# [WHAT YOU HAVE TO DO]
Retype the range from the line holding "Target: high-rise apartment building" to the last line of the listing, inclusive, exactly as it appears and with nothing else.

# [DATASET EXCERPTS]
* * * *

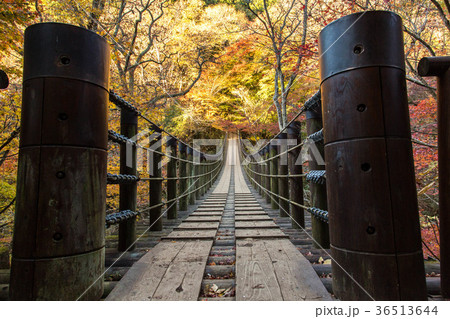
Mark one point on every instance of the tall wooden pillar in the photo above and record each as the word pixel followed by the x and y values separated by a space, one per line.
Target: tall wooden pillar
pixel 155 191
pixel 128 191
pixel 183 172
pixel 267 172
pixel 320 229
pixel 273 151
pixel 191 172
pixel 58 245
pixel 372 200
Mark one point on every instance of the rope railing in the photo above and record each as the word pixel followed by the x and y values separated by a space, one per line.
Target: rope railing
pixel 186 166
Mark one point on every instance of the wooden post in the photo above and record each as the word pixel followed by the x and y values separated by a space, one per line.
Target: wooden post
pixel 267 172
pixel 155 191
pixel 183 185
pixel 440 67
pixel 273 151
pixel 128 192
pixel 59 229
pixel 171 182
pixel 372 199
pixel 197 171
pixel 295 183
pixel 191 172
pixel 4 81
pixel 258 176
pixel 320 229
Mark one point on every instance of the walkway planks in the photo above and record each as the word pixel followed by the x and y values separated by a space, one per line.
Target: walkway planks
pixel 268 266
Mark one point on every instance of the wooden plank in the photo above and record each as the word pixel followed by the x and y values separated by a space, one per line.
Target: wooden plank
pixel 250 212
pixel 183 278
pixel 141 281
pixel 255 277
pixel 256 224
pixel 214 202
pixel 196 219
pixel 200 225
pixel 191 234
pixel 252 217
pixel 260 233
pixel 246 201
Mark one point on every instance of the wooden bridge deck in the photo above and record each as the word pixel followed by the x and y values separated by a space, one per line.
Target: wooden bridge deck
pixel 230 221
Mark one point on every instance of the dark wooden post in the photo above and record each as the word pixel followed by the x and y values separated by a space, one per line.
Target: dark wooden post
pixel 372 199
pixel 171 178
pixel 320 229
pixel 4 81
pixel 273 151
pixel 155 191
pixel 283 182
pixel 59 230
pixel 191 172
pixel 267 172
pixel 183 185
pixel 295 183
pixel 260 171
pixel 440 67
pixel 128 191
pixel 204 173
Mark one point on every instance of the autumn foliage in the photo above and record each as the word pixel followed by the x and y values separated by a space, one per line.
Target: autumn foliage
pixel 199 68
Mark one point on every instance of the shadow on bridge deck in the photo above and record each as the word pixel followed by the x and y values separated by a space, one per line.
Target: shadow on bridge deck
pixel 229 248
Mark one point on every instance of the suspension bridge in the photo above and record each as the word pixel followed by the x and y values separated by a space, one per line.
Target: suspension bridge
pixel 231 224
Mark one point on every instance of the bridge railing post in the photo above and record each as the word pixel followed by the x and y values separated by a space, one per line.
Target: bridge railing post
pixel 258 174
pixel 375 232
pixel 59 229
pixel 273 151
pixel 172 178
pixel 283 180
pixel 4 80
pixel 440 67
pixel 128 191
pixel 155 188
pixel 197 172
pixel 320 229
pixel 183 173
pixel 295 181
pixel 191 173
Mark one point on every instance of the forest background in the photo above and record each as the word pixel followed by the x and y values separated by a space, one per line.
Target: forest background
pixel 202 67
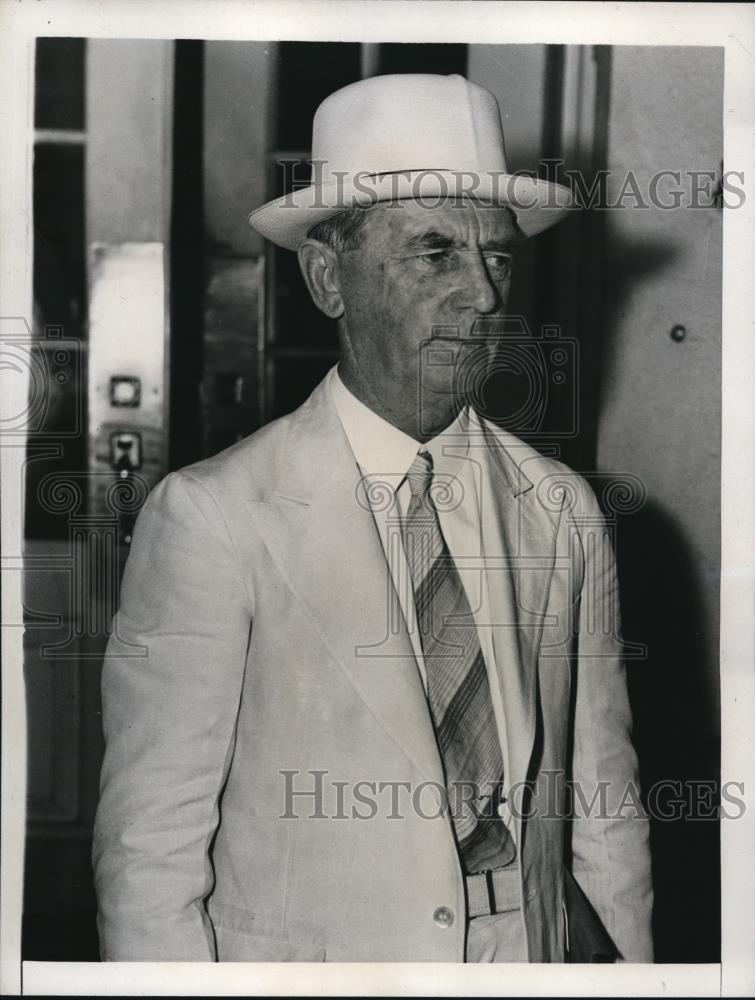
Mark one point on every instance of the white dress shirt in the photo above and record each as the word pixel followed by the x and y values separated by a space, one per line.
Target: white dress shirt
pixel 384 455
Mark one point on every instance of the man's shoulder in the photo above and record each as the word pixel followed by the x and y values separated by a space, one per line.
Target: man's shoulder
pixel 535 465
pixel 553 481
pixel 239 467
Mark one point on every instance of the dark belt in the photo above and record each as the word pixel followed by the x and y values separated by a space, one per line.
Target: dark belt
pixel 493 891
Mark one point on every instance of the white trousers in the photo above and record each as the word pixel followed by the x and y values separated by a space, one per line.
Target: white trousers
pixel 498 937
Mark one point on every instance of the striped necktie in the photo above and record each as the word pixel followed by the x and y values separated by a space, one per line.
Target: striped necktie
pixel 457 684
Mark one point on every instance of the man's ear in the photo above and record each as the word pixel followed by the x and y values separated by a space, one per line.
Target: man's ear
pixel 319 266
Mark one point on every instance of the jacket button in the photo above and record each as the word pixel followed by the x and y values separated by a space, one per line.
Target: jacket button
pixel 443 916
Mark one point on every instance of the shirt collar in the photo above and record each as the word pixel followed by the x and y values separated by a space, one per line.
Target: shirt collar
pixel 378 446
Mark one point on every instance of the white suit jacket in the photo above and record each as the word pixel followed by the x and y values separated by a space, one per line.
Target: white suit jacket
pixel 251 657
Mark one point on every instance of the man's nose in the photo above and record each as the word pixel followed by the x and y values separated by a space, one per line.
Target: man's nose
pixel 476 289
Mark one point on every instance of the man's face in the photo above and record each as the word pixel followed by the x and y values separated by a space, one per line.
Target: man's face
pixel 418 270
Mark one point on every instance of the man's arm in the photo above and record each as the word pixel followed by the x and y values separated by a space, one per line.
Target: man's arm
pixel 611 858
pixel 169 717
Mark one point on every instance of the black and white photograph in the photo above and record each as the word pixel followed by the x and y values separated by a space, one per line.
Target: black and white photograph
pixel 377 498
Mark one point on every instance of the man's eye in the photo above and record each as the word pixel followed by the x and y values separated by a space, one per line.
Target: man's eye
pixel 498 263
pixel 435 257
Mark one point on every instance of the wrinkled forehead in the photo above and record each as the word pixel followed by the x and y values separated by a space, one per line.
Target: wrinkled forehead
pixel 461 222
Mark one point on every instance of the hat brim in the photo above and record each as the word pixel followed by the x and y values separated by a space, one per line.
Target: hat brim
pixel 537 204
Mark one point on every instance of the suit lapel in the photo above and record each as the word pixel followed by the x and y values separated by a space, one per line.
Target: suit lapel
pixel 518 537
pixel 322 535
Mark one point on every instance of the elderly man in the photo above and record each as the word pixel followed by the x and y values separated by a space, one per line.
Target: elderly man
pixel 361 655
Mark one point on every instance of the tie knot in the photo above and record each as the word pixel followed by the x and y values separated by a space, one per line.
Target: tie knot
pixel 420 474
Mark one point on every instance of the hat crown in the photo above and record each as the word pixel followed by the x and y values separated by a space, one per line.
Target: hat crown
pixel 412 121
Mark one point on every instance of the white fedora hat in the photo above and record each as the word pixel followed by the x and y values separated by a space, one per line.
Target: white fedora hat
pixel 416 136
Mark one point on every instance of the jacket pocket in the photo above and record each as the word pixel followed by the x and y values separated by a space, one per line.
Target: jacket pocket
pixel 239 939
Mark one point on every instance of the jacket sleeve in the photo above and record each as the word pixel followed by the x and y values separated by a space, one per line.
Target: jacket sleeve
pixel 171 688
pixel 610 846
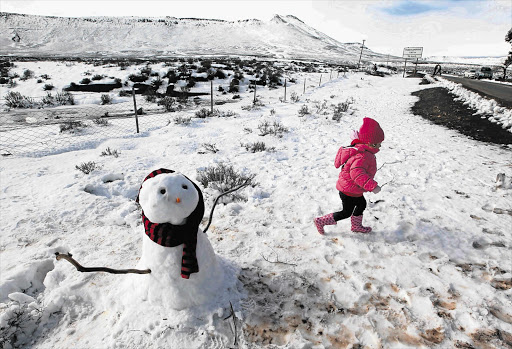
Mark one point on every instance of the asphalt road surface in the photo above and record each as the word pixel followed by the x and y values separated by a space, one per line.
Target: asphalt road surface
pixel 500 92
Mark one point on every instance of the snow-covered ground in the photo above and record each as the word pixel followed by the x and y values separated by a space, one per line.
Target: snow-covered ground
pixel 435 272
pixel 484 107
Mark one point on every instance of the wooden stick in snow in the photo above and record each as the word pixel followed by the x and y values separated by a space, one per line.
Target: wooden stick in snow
pixel 69 258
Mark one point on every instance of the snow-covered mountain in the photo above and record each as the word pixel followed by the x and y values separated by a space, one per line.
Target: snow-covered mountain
pixel 488 61
pixel 283 37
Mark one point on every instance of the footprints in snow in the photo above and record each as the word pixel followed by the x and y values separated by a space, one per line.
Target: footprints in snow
pixel 103 188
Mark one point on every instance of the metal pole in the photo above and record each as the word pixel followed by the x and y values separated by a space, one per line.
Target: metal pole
pixel 360 55
pixel 135 108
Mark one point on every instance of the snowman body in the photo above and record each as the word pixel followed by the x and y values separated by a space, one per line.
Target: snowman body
pixel 173 198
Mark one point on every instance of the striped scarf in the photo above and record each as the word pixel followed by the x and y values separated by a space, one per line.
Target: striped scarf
pixel 169 235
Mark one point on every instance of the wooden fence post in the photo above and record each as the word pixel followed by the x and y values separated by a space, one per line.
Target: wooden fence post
pixel 135 109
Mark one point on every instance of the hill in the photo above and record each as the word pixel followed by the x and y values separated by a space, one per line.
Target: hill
pixel 282 37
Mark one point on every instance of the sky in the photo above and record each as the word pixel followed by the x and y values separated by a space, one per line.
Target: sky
pixel 441 27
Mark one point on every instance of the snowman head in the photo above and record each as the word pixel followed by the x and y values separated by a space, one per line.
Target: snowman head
pixel 168 198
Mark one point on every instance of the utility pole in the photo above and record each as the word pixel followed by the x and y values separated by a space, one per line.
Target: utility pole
pixel 360 55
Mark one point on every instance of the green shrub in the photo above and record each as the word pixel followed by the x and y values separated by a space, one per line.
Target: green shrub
pixel 106 99
pixel 224 178
pixel 87 167
pixel 65 98
pixel 72 126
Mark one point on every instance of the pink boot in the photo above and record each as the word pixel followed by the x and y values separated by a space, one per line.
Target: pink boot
pixel 325 220
pixel 357 225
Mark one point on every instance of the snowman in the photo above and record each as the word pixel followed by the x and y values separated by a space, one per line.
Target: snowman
pixel 185 271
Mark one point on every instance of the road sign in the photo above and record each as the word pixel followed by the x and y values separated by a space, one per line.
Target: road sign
pixel 413 52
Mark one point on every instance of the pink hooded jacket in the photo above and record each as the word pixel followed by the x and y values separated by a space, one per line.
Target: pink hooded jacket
pixel 360 165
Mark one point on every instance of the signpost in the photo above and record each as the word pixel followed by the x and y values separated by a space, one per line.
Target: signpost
pixel 411 53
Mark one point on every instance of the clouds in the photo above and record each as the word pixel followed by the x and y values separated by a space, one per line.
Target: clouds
pixel 442 27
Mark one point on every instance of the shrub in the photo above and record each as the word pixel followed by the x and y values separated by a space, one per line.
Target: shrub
pixel 157 83
pixel 19 322
pixel 220 74
pixel 125 93
pixel 17 100
pixel 224 178
pixel 48 99
pixel 180 120
pixel 234 86
pixel 72 126
pixel 257 147
pixel 87 167
pixel 209 148
pixel 65 98
pixel 109 152
pixel 321 107
pixel 203 113
pixel 106 99
pixel 341 108
pixel 101 122
pixel 303 111
pixel 27 74
pixel 168 103
pixel 276 128
pixel 137 78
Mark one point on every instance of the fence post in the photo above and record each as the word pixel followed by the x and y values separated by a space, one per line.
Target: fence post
pixel 135 109
pixel 285 90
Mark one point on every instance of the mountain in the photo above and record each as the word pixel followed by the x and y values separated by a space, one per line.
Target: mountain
pixel 282 37
pixel 487 61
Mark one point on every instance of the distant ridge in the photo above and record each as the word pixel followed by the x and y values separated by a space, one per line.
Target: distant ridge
pixel 282 37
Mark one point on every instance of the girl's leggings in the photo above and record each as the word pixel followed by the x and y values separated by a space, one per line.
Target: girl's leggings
pixel 351 206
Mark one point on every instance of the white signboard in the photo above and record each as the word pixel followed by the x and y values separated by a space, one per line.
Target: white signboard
pixel 413 52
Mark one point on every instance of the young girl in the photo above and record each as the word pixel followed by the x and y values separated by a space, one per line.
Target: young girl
pixel 358 167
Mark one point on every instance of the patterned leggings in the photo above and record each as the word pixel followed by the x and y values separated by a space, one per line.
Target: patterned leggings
pixel 351 206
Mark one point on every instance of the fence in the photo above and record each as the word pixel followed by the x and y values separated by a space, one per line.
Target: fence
pixel 49 130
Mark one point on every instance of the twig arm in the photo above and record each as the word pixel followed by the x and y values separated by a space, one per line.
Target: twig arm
pixel 247 182
pixel 80 268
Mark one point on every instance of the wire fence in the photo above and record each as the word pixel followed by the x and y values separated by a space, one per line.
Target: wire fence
pixel 39 128
pixel 42 130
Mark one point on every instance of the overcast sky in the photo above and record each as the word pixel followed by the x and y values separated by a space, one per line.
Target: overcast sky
pixel 442 27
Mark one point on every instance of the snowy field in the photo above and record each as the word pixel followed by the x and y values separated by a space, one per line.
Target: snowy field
pixel 435 272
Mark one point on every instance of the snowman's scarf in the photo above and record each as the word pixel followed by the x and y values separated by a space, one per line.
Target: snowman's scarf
pixel 169 235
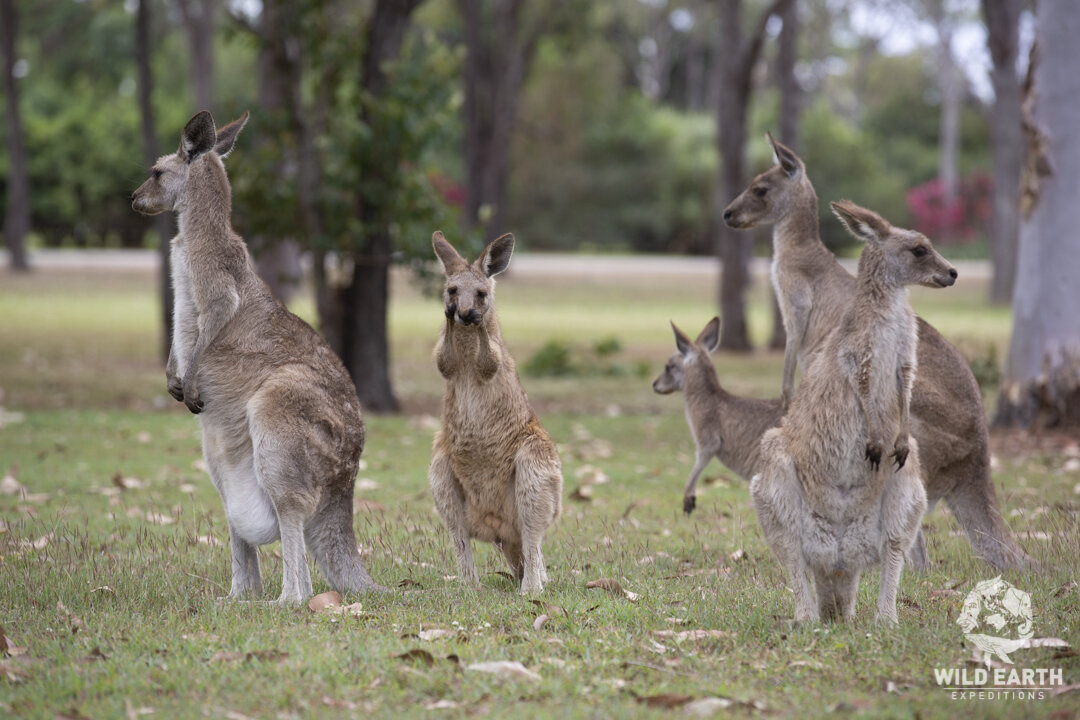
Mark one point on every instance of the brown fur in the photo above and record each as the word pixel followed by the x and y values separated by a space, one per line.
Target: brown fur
pixel 282 426
pixel 947 416
pixel 495 473
pixel 824 502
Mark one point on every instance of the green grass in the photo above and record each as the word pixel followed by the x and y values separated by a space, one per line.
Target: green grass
pixel 138 569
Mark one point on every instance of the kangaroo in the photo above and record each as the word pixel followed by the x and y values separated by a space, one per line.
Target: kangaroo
pixel 282 430
pixel 723 425
pixel 947 416
pixel 495 472
pixel 823 500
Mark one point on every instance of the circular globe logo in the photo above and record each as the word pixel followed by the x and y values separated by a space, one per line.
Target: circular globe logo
pixel 997 619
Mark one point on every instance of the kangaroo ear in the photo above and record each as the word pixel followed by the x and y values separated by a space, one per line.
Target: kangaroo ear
pixel 710 338
pixel 198 137
pixel 682 341
pixel 864 225
pixel 448 257
pixel 496 256
pixel 785 158
pixel 227 135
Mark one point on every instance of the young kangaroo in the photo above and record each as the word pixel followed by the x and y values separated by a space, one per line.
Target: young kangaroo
pixel 823 499
pixel 495 472
pixel 724 425
pixel 814 290
pixel 281 423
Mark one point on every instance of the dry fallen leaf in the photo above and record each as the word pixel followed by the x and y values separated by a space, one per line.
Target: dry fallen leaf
pixel 417 654
pixel 679 636
pixel 434 634
pixel 504 668
pixel 324 600
pixel 613 587
pixel 666 701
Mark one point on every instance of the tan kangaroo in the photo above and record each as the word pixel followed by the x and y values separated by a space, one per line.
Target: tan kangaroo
pixel 947 416
pixel 495 473
pixel 281 423
pixel 823 499
pixel 724 425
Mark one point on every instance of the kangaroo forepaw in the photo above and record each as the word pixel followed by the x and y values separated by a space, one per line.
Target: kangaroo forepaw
pixel 874 453
pixel 689 502
pixel 175 388
pixel 900 452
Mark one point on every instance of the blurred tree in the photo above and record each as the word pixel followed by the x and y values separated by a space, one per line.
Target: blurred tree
pixel 199 28
pixel 163 223
pixel 1042 376
pixel 1002 37
pixel 738 51
pixel 16 223
pixel 791 102
pixel 501 38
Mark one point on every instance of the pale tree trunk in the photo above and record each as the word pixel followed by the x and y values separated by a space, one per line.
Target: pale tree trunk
pixel 1042 378
pixel 950 84
pixel 199 26
pixel 738 55
pixel 1002 37
pixel 500 43
pixel 16 223
pixel 365 344
pixel 791 105
pixel 162 223
pixel 278 259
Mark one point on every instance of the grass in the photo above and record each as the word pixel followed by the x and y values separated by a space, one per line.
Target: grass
pixel 112 555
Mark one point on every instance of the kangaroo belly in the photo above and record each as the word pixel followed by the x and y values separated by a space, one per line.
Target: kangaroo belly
pixel 227 450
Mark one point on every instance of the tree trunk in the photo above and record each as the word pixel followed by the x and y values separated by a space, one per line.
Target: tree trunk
pixel 16 223
pixel 278 259
pixel 734 248
pixel 199 25
pixel 162 223
pixel 365 297
pixel 791 105
pixel 499 52
pixel 1042 378
pixel 1002 37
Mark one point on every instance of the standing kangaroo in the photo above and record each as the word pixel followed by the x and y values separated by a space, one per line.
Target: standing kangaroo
pixel 947 416
pixel 495 473
pixel 823 499
pixel 281 423
pixel 724 425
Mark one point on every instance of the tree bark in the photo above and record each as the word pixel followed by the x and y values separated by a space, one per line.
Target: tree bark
pixel 199 26
pixel 365 297
pixel 791 106
pixel 1002 37
pixel 278 259
pixel 739 55
pixel 16 223
pixel 499 53
pixel 1042 377
pixel 162 223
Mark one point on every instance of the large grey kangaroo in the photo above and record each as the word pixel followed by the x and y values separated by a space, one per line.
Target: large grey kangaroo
pixel 495 472
pixel 947 416
pixel 281 423
pixel 824 500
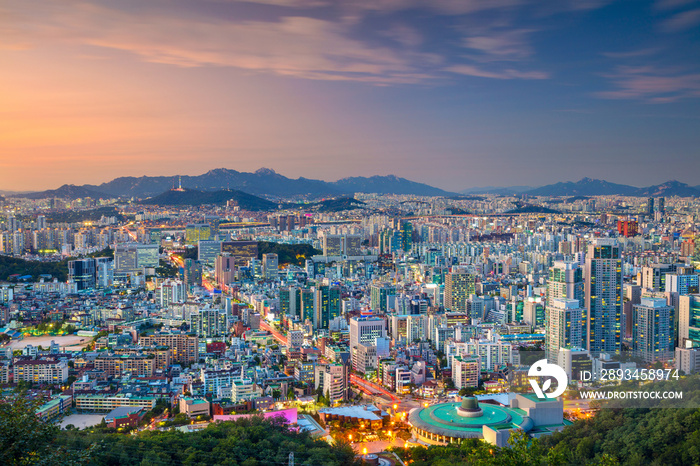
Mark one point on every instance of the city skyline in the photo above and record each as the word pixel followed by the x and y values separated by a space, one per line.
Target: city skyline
pixel 452 94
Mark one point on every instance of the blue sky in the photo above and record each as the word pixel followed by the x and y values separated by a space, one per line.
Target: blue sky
pixel 453 93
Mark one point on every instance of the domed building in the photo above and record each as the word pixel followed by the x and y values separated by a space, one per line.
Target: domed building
pixel 445 423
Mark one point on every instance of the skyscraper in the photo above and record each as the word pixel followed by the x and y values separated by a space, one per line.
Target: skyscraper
pixel 689 321
pixel 270 266
pixel 407 236
pixel 378 296
pixel 603 297
pixel 566 282
pixel 564 328
pixel 459 284
pixel 366 330
pixel 193 274
pixel 652 336
pixel 327 305
pixel 290 301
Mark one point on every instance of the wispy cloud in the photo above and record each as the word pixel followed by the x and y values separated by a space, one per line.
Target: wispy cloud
pixel 470 70
pixel 673 4
pixel 633 53
pixel 500 45
pixel 296 46
pixel 650 84
pixel 682 21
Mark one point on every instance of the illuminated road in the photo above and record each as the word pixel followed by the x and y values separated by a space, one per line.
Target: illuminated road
pixel 371 388
pixel 276 335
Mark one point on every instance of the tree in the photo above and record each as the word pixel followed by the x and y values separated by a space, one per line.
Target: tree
pixel 27 440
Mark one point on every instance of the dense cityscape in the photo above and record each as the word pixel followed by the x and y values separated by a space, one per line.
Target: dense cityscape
pixel 381 321
pixel 349 232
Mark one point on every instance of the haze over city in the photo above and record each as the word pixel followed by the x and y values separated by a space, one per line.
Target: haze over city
pixel 455 94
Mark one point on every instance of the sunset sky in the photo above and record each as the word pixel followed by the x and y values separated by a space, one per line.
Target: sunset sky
pixel 453 93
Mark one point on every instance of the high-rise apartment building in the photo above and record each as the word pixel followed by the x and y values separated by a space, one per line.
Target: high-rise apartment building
pixel 689 321
pixel 652 336
pixel 270 266
pixel 327 305
pixel 366 330
pixel 459 284
pixel 603 297
pixel 564 328
pixel 379 294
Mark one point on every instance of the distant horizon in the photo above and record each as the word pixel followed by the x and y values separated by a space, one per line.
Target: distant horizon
pixel 448 93
pixel 531 186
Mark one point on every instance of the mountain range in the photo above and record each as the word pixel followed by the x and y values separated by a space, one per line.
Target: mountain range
pixel 264 182
pixel 271 185
pixel 591 187
pixel 192 197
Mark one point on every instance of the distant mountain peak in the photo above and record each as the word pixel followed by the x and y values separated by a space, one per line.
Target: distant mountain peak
pixel 265 171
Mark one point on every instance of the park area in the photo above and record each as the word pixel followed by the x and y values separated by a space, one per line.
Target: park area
pixel 69 342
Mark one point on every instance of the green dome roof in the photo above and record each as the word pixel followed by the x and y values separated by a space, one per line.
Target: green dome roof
pixel 470 403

* * * *

# [WRITTEN RESPONSE]
Target: high-rise apartment building
pixel 689 321
pixel 652 336
pixel 270 266
pixel 327 305
pixel 366 330
pixel 459 284
pixel 603 297
pixel 564 328
pixel 379 294
Mark one point on every instance of the distant horizon in the photo above and record each as the word pixel followed by the x and y values separated by a space, one per line.
Target: distant horizon
pixel 448 93
pixel 531 186
Mark one point on every instance of the mountain range in the photo above and record each as the word pixel followed by the x and y values separated by a space, one per line.
Target: mountain range
pixel 264 182
pixel 271 185
pixel 591 187
pixel 192 197
Mark one point on every instance of the distant mountain peak in the photo above and record each as the word pixel followed by the x and y values separated by a space, one per line.
Target: distant mountain peak
pixel 265 171
Mark one point on every instance of the park area in the photo above and record each as the word pixel followed by the x and y values separated by a space, one per line.
Target: park area
pixel 69 342
Mark one point on every instance of the green dome roof in the photo above and record each as the word pixel followed by the x and y values separated by a space, one per line.
Target: green dome roof
pixel 470 403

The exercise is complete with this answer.